Task to complete — Could you copy every record below exactly as it stands?
=== Begin Enclosure ===
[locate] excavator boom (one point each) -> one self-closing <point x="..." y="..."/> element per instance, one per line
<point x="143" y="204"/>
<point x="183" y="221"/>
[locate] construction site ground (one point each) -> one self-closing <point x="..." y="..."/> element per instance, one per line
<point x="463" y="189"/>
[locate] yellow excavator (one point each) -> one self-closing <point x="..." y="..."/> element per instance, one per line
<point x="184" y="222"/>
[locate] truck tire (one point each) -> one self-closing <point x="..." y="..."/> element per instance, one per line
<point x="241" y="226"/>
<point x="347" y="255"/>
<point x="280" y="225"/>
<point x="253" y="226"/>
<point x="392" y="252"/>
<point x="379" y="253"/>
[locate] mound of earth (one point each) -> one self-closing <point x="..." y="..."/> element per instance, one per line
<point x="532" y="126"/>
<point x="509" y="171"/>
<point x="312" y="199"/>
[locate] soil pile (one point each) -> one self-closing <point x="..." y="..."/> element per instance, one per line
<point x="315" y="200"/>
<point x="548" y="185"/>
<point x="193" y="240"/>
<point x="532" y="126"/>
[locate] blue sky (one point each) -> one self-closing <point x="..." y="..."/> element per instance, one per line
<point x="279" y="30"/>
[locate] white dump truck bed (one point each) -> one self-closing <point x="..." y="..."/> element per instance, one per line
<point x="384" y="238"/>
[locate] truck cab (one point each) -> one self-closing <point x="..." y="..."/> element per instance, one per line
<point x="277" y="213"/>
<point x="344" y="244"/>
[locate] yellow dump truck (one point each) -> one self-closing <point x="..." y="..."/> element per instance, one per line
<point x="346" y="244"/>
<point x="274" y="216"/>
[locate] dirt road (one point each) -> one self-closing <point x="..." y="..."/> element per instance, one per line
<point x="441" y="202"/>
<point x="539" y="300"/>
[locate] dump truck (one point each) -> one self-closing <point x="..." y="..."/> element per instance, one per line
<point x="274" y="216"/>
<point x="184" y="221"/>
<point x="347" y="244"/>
=== End Enclosure ===
Answer to this task —
[locate] excavator boom (one point each) -> one self-closing <point x="..." y="..."/> element per instance, one per line
<point x="143" y="204"/>
<point x="183" y="221"/>
[locate] construction site ground (one point each) -> one self-closing <point x="..." y="..."/> element per instance, one per line
<point x="463" y="189"/>
[locate] yellow excavator (one point each) -> one self-closing <point x="..." y="..."/> element per instance, one per line
<point x="184" y="222"/>
[locate] truck tire (one point each) -> one self-closing <point x="..." y="..."/> element per instance, one per line
<point x="241" y="226"/>
<point x="347" y="255"/>
<point x="280" y="225"/>
<point x="253" y="226"/>
<point x="392" y="252"/>
<point x="379" y="253"/>
[locate] mound of earth (one point each) -> one self-closing <point x="..." y="..."/> element per instance, one per line
<point x="532" y="126"/>
<point x="509" y="171"/>
<point x="312" y="199"/>
[locate] soil pile (one point each) -> one self-closing <point x="..." y="..."/> element per instance, one per line
<point x="315" y="200"/>
<point x="548" y="185"/>
<point x="193" y="240"/>
<point x="532" y="126"/>
[locate] blue sky (one point each) -> one self-closing <point x="..." y="..."/> element per instance, one per line
<point x="279" y="30"/>
[locate] white dump truck bed (one point each) -> one self-closing <point x="..." y="..."/> element per instance, one per line
<point x="384" y="238"/>
[locate] truck cab (one point each) -> one self-closing <point x="..." y="..."/> element per instance, one per line
<point x="277" y="213"/>
<point x="344" y="244"/>
[locate] yellow dump truck (one point each) -> one self-closing <point x="..." y="..."/> element per instance, one per line
<point x="346" y="244"/>
<point x="274" y="216"/>
[locate] dirt road (one point each) -> one self-closing <point x="..." y="..."/> element per instance, one per line
<point x="441" y="202"/>
<point x="539" y="300"/>
[locate] dump truck (one point each) -> one self-closing <point x="..." y="..."/> element per instance, one per line
<point x="274" y="216"/>
<point x="184" y="221"/>
<point x="347" y="244"/>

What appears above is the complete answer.